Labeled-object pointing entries
- - - - -

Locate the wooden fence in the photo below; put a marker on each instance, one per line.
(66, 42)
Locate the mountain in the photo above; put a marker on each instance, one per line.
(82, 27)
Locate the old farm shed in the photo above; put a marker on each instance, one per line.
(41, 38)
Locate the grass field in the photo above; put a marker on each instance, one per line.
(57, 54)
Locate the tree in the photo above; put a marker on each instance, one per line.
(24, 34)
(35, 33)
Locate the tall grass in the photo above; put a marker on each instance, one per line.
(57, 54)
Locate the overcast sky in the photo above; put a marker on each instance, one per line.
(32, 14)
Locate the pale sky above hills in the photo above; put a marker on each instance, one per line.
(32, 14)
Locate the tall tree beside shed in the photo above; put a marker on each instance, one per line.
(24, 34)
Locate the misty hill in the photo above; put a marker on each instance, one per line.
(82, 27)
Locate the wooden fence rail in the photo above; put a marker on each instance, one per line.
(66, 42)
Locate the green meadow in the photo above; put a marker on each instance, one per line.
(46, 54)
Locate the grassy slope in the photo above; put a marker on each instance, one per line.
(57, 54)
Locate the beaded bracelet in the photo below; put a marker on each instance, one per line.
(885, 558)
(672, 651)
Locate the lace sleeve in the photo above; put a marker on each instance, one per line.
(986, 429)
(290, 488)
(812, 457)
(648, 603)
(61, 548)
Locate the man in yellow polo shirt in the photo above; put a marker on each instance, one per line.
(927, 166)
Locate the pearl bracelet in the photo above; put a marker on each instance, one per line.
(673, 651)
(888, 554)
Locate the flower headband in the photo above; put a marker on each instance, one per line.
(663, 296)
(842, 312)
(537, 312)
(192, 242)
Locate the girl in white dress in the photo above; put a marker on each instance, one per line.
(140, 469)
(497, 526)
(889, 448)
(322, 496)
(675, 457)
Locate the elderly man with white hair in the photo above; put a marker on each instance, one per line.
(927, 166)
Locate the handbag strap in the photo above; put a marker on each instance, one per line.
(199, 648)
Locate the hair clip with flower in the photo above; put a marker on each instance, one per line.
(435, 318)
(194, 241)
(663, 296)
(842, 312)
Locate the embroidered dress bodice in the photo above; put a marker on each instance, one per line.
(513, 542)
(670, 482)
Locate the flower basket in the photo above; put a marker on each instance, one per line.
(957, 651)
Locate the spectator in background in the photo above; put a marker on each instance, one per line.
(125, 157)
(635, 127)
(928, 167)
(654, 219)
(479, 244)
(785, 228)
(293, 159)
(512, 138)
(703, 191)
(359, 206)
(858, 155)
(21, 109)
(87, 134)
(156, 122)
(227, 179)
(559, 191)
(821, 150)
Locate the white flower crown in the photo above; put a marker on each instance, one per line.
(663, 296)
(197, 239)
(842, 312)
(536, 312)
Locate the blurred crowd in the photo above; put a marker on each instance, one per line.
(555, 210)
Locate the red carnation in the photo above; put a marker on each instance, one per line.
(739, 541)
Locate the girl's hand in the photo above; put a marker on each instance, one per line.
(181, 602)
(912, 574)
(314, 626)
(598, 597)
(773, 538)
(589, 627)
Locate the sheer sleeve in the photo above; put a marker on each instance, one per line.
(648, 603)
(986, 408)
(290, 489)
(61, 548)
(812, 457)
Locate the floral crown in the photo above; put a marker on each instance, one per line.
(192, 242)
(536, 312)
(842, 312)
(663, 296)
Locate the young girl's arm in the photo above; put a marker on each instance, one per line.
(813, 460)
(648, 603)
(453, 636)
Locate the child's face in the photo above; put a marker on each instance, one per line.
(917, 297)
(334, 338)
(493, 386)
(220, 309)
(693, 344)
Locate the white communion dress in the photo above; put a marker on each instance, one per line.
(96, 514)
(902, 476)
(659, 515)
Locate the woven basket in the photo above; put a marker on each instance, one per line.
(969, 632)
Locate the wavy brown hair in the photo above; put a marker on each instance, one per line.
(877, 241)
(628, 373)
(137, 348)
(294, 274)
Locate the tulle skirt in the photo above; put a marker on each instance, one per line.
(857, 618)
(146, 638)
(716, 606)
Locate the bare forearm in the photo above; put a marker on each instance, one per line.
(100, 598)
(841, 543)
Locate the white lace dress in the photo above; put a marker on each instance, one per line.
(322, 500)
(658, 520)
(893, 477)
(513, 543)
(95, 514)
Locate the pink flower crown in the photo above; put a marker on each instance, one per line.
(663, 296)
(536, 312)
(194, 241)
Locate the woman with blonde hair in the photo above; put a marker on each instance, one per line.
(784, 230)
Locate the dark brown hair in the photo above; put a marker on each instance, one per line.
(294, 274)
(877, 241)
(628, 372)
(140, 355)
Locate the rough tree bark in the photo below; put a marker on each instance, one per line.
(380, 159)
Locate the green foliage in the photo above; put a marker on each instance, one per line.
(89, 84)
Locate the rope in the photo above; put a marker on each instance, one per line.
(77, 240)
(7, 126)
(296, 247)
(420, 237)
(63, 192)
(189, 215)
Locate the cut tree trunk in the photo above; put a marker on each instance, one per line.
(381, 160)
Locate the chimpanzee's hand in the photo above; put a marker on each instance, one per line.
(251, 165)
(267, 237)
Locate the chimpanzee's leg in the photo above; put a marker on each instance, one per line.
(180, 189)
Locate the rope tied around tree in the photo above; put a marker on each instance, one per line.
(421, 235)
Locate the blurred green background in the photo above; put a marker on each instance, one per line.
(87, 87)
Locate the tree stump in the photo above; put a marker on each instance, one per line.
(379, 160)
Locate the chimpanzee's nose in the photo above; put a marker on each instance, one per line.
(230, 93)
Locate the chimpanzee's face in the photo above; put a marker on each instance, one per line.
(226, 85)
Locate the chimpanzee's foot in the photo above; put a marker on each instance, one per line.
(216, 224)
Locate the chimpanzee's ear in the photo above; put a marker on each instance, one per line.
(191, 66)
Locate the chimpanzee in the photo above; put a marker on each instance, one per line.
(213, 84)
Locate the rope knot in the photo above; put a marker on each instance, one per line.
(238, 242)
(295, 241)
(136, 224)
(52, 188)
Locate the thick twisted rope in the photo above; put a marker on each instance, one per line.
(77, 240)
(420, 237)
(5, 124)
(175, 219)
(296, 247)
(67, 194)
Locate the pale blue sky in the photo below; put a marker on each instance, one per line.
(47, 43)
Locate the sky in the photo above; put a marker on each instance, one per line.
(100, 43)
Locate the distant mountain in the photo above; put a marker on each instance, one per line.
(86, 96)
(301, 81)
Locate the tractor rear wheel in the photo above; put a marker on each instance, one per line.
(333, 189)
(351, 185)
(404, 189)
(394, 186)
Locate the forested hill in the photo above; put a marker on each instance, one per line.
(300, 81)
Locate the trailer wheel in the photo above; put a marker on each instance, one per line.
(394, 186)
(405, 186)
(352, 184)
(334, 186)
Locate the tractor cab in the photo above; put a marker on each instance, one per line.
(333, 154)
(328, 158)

- - - - -

The problem
Print every record exactly as it was given.

In response
Locate the wooden fence in the photo below; put a marker on each instance, one per line.
(66, 42)
Locate the mountain in the photo above; put a marker on each instance, one per line.
(82, 27)
Locate the old farm shed in the photo above; put a marker on each instance, one per line.
(41, 38)
Locate the grass field in the photo above; put a marker on each instance, one per line.
(57, 54)
Locate the tree in the photo above; put a marker on each instance, one per line.
(24, 34)
(35, 33)
Locate the tall grass in the photo above; put a marker on each instance, one per line.
(57, 54)
Locate the overcast sky in the photo above; put a marker on each instance, one per line.
(32, 14)
Locate the pale sky above hills in the photo above; put a marker on each instance, one per line.
(32, 14)
Locate the tall tree beside shed in the photo above; put a marker on each instance, one per line.
(24, 34)
Locate the misty hill in the photo above; put a marker on each instance, one per line.
(82, 27)
Locate the wooden fence rail in the photo above; put a marker on each instance, one per line.
(66, 42)
Locate the green meadow in the photo above; put a marker on each instance, one per line.
(46, 54)
Locate the grassy slope in the photo above; put a marker on each instance, one per line.
(57, 54)
Locate the beaded bracelet in the photo below; put a marker on each instance, one per line.
(885, 558)
(672, 651)
Locate the lace sleeve in the photo above; put a marker on each instance, one per line.
(986, 429)
(290, 488)
(812, 457)
(648, 603)
(61, 548)
Locate the man in yellow polo shirt in the photo above; put a marker on each instance, one per line.
(927, 166)
Locate the pearl bracelet in the photo above; put a marker on each instance, one per line.
(673, 651)
(888, 554)
Locate the flower headband in the photo above; put a marker on each instance, one per line.
(663, 296)
(842, 312)
(537, 312)
(192, 242)
Locate the girl in white dress in the photo above; put a marker on each instance, one per line.
(140, 469)
(497, 526)
(889, 448)
(322, 496)
(675, 457)
Locate the elderly man with white hair in the photo above; put a marker on each instance, one per line.
(927, 166)
Locate the handbag strap in the photo above; put a marker on each instance, one per line.
(199, 648)
Locate the hair clip with flower in the photo above; put a marker on each instance, one per line.
(435, 318)
(194, 241)
(663, 296)
(842, 312)
Locate the embroidered dress bodice in the photo above; put a marker on each instance, one per line.
(513, 542)
(670, 482)
Locate the flower basket in the photo above; put a marker on each instance, one per line.
(957, 651)
Locate the spectator in background in the photo above; put a marker on each instance, one per line.
(125, 157)
(635, 127)
(928, 167)
(654, 219)
(479, 244)
(785, 228)
(293, 159)
(512, 138)
(703, 191)
(359, 206)
(858, 155)
(21, 109)
(87, 134)
(156, 122)
(227, 179)
(559, 191)
(821, 150)
Locate the white flower crown in the photo above; put a marker on each instance, one per line.
(663, 296)
(197, 239)
(842, 312)
(536, 312)
Locate the blurred crowd in the photo above; put a marker on each instance, one per line.
(555, 210)
Locate the red carnation in the photo above; put a marker on each instance, one per line.
(739, 541)
Locate the girl's hand in the photo above; put a marker on each instance, one per line.
(181, 602)
(912, 574)
(314, 626)
(598, 597)
(773, 538)
(589, 627)
Locate the sheer sleeve in the photo above; put a marker on each instance, one per line.
(648, 603)
(986, 408)
(290, 489)
(61, 548)
(812, 457)
Locate the floral crown in the photo above; put a marker on each instance, one per line.
(192, 242)
(536, 312)
(842, 312)
(663, 296)
Locate the young girl's arm in the photo above; put a marker on each instance, one per line.
(813, 460)
(648, 603)
(453, 636)
Locate the child's face in the photo above; put a marker on each instance, one per line.
(917, 297)
(334, 338)
(493, 386)
(220, 309)
(693, 344)
Locate the white communion dress in the photo above; put a marker on each instance, one per line.
(96, 514)
(902, 476)
(659, 515)
Locate the woven basket in the photo above; put a marker on each instance, one per line.
(969, 632)
Locate the wavy brown hair in the photo above; put a marker on each instance, one per line.
(877, 241)
(628, 373)
(137, 348)
(294, 274)
Locate the tulle skirt in the photo above; put a marker on each instance, one per line.
(857, 618)
(146, 638)
(716, 606)
Locate the bare forearm in the photo above; put a marker on each instance, one per line.
(100, 598)
(841, 543)
Locate the white lace dress in the photo above; put a marker on each instance, one per line.
(322, 500)
(658, 520)
(893, 477)
(513, 543)
(95, 514)
Locate the pink flower crown in the photo above; put a marker on each instance, one per line.
(663, 296)
(536, 312)
(194, 241)
Locate the woman with blonde hair in the photo above; put a marker on each instance, one per line.
(784, 230)
Locate the dark brown hair in the photo above; put a marker on each instance, one per line.
(294, 274)
(877, 241)
(628, 372)
(140, 355)
Locate the rough tree bark in the photo below; put a marker on each instance, one per line.
(380, 159)
Locate the green foliage in the photo above; put a marker on each instance, one per line.
(89, 84)
Locate the rope in the photo above; put a marker on each instance, one per line.
(77, 240)
(7, 126)
(296, 247)
(420, 237)
(63, 192)
(189, 215)
Locate the cut tree trunk in the photo above; put a marker on each instance, one per line.
(381, 160)
Locate the chimpanzee's hand in the photo above; put a marker on each instance, one per line.
(251, 165)
(267, 237)
Locate the chimpanzee's leg in the photo above; put a marker on each instance, one per line.
(180, 189)
Locate the rope tied around tree in the photo above; put a marker on each instance, one per line.
(421, 235)
Locate the blurred green background in the photo above; put a marker on each instance, one per line.
(87, 87)
Locate the tree stump in the photo above; put a marker on each instance, one per line.
(379, 160)
Locate the chimpanzee's nose in the photo above; put a marker on each instance, one per line.
(230, 93)
Locate the chimpanzee's face in the photo above; put a marker on each instance, one per line.
(226, 85)
Locate the chimpanzee's foot in the photo above; put a marker on each instance, one per line.
(216, 224)
Locate the chimpanzee's ear in the photo above; put a marker on each instance, one per line.
(191, 66)
Locate the chimpanzee in the photo above; put a marker on each instance, one per line.
(213, 84)
Locate the rope knot in the photo above; put a marker on each instance, one per line.
(238, 242)
(295, 241)
(136, 224)
(52, 188)
Locate the thick twisted rope in the photo above; put a marker on each instance, one per line.
(77, 240)
(420, 237)
(5, 124)
(175, 219)
(296, 247)
(67, 194)
Locate the pale blue sky in the photo below; put a marker on each instance, one per line.
(47, 43)
Locate the sky in the photo above; put a marker on each instance, one per line.
(100, 43)
Locate the distant mountain in the photo above; put a marker on each instance, one per line.
(86, 96)
(301, 81)
Locate the tractor rear wheel in the photo above; put a marker on each instance, one per line.
(333, 189)
(351, 185)
(404, 189)
(394, 186)
Locate the forested hill in the photo above; put a marker on each instance, one per line.
(300, 81)
Locate the trailer wheel in the photo above; put a marker on each instance, one per line.
(394, 186)
(405, 186)
(352, 184)
(334, 186)
Locate the tractor cab in the photo above; put a marker on each instance, one per line.
(333, 154)
(328, 158)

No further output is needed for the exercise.